# Material for the task
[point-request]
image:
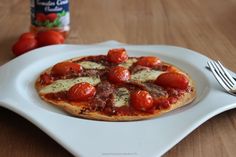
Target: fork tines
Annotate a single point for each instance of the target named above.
(223, 76)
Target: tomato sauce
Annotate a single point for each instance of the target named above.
(171, 95)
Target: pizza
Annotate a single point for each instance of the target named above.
(115, 86)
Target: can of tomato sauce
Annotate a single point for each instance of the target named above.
(50, 15)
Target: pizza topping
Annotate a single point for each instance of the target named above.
(64, 85)
(81, 92)
(119, 75)
(66, 68)
(161, 103)
(105, 89)
(115, 84)
(145, 75)
(121, 97)
(172, 80)
(128, 63)
(117, 55)
(91, 65)
(149, 61)
(155, 90)
(141, 100)
(45, 79)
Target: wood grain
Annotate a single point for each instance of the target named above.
(206, 26)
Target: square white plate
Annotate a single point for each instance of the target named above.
(89, 138)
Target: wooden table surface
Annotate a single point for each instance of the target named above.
(206, 26)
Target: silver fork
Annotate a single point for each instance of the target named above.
(223, 76)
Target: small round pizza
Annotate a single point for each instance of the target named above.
(116, 87)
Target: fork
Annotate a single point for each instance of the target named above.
(223, 76)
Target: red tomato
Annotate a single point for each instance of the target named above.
(119, 74)
(172, 80)
(161, 103)
(81, 92)
(142, 100)
(50, 38)
(51, 17)
(149, 61)
(27, 35)
(24, 45)
(117, 55)
(41, 17)
(66, 68)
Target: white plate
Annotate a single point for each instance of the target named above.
(96, 138)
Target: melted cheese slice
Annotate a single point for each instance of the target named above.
(146, 75)
(64, 85)
(128, 63)
(91, 65)
(121, 97)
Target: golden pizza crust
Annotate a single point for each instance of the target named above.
(81, 111)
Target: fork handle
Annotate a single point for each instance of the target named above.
(208, 68)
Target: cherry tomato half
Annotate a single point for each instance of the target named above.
(50, 38)
(66, 68)
(117, 55)
(149, 61)
(119, 74)
(81, 92)
(142, 100)
(172, 80)
(24, 45)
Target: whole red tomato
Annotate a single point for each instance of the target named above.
(50, 37)
(41, 17)
(24, 45)
(30, 35)
(51, 17)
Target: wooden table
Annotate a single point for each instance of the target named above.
(207, 26)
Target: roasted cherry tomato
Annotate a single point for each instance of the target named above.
(51, 17)
(41, 17)
(81, 92)
(50, 38)
(28, 35)
(172, 80)
(66, 68)
(141, 100)
(119, 74)
(117, 55)
(24, 45)
(149, 61)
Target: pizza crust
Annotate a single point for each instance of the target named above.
(80, 110)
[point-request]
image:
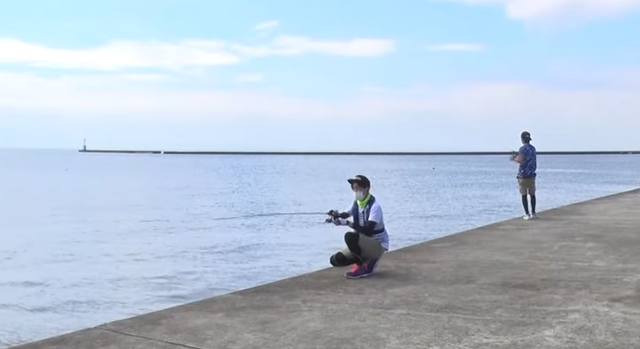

# Description of the task
The answer is the run of lines above from the line containing "Target: wood grain" through the line containing "Target: red tomato", copied exactly and alone.

# Exercise response
Target: wood grain
Annotate a single point for each instance of the target named above.
(206, 26)
Target: square white plate
Annotate a single point for each instance of the target named above.
(89, 138)
Target: wooden table surface
Annotate a single point for each instance of the target named above.
(206, 26)
Target: silver fork
Annotate a single point for each instance of the target named above.
(223, 76)
Target: small round pizza
Annotate a single point for each instance of the target named above.
(116, 87)
Target: fork
Annotate a single point for each instance of the target named above.
(223, 76)
Target: red tomato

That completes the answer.